ОТРЫВОК ДЛЯ ЧТЕНИЯ
______
Дальнейшее развитие понятия «первоначало» и «бесконечное» получили в философии пифагорейцев. Их заслуга заключается в том, что они ввели в философию и систематически исследовали количественные отношения[46] и числа, но в то же время благодаря этому вся их философия приобрела мистический числовой характер.

Основное положение пифагоровской философии гласит, «что элементы чисел суть элементы всего существующего и что все небо есть гармония и число» [Метафизика, 986а2—3][47].

Здесь шаг вперед заключается в том, что первоначало природы было выражено как нечто нечувственное, бестелесное[48].

Однако этот отрыв от чувственных представлений не мог быть полным из-за своей обратной стороны – [проблемы] превращения числа в субстанцию, [проблемы] его объективирования. Отсюда сразу же возникал целый ряд противоречий. Абстракция первоначала может быть понята только как абстракция всеобщего, как абстракция существования. Здесь же в основание абстракции положено не всеобщее свойство существования, а особенное, частное свойство вещей – величина и мера. Как бы ни определяли числа пифагорейцы, каким бы абстрактным содержанием они их ни наделяли, в сознании каждого человека числа выступают как особенная количественная характеристика, и попытка положить их в основание всех свойств объективного мира вызывает возражения. Так Аристотель справедливо говорит: «они [пифагорейцы] ничего не говорят о том, откуда возникает движение, если (как они считают) в основе лежат только предел и беспредельное, нечетное и четное, и каким образом возникновение и уничтожение или действия несущихся по небу тел возможны без движения и изменения», и дальше: «если согласиться с ними, что из этих начал образуется величина ‹…›, то все же каким образом получается, что одни тела легкие, а другие тяжелые?» [Метафизика, 990а8—13].

Кроме того, возникают возражения со стороны чувственности: «Где находятся числа? ‹…› Они не суть непосредственно сами вещи, ибо вещь, субстанция, отнюдь не является числом; тело не имеет с ним никакого сходства» [Гегель, 1932, IX, с. 195].

Пифагорейцы сделали также большой шаг вперед в основании абстрактной формы понятий. «Существуют три разных способа мыслить вещи: во-первых, со стороны различия; во-вторых, со стороны противоположности; в-третьих, со стороны отношения. То, что рассматривается со стороны одного лишь различия, рассматривается само по себе; это – субъекты, каждый из которых соотносится только с самим собой, например лошадь, растение, земля, воздух, вода, огонь. Они мыслятся отрешенно, не в отношении к другому. ‹…› Со стороны противоположности одно определяется нами как всецело противоположное другому, например добро и зло, справедливое и несправедливое, святое и несвятое, покой и движение и т. д. Со стороны отношения мыслится предмет, определяемый по своему безразличному отношению к другому, как, например, лежащее направо и лежащее налево, верхнее и нижнее, двойное и половинное» (Секст Эмпирик) (цит. по [Гегель, 1932, IX, с. 192])[49].
______
СОБРАННЫЕ МАТЕРИАЛЫ
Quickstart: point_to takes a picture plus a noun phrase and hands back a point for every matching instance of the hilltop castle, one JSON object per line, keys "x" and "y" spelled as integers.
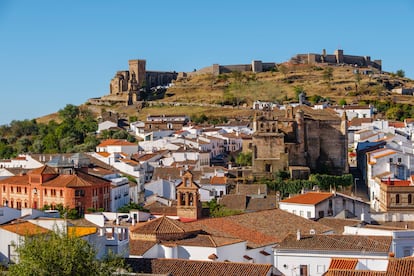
______
ЗАДАНИЯ
**A)** Обновите часть отрывка о пифагорейцах: начните со слов «Дальнейшее развитие понятия» и остановитесь после слов «как нечто нечувственное, бестелесное[48].». Слово «первоначало» при этом замените на «исходное начало».
**B)** Ответьте по отрывку о пифагорейцах:
(i) Чем, согласно основному положению пифагорейской философии, является все небо?
(ii) Какое особенное, частное свойство вещей положено у пифагорейцев в основание абстракции?
(iii) Сколько способов мыслить вещи называется в цитате из Секста Эмпирика?
**C)** Выпишите из отрывка о пифагорейцах все примеры того, что рассматривается со стороны одного лишь различия.

ОТВЕТЫ К ЗАДАНИЯМ
**A)**
Дальнейшее развитие понятия «исходное начало» и «бесконечное» получили в философии пифагорейцев. Их заслуга заключается в том, что они ввели в философию и систематически исследовали количественные отношения[46] и числа, но в то же время благодаря этому вся их философия приобрела мистический числовой характер.

Основное положение пифагоровской философии гласит, «что элементы чисел суть элементы всего существующего и что все небо есть гармония и число» [Метафизика, 986а2—3][47].

Здесь шаг вперед заключается в том, что исходное начало природы было выражено как нечто нечувственное, бестелесное[48].

**B)**
(i) Гармонией и числом.
(ii) Величина и мера.
(iii) Три.

**C)** Лошадь, растение, земля, воздух, вода, огонь.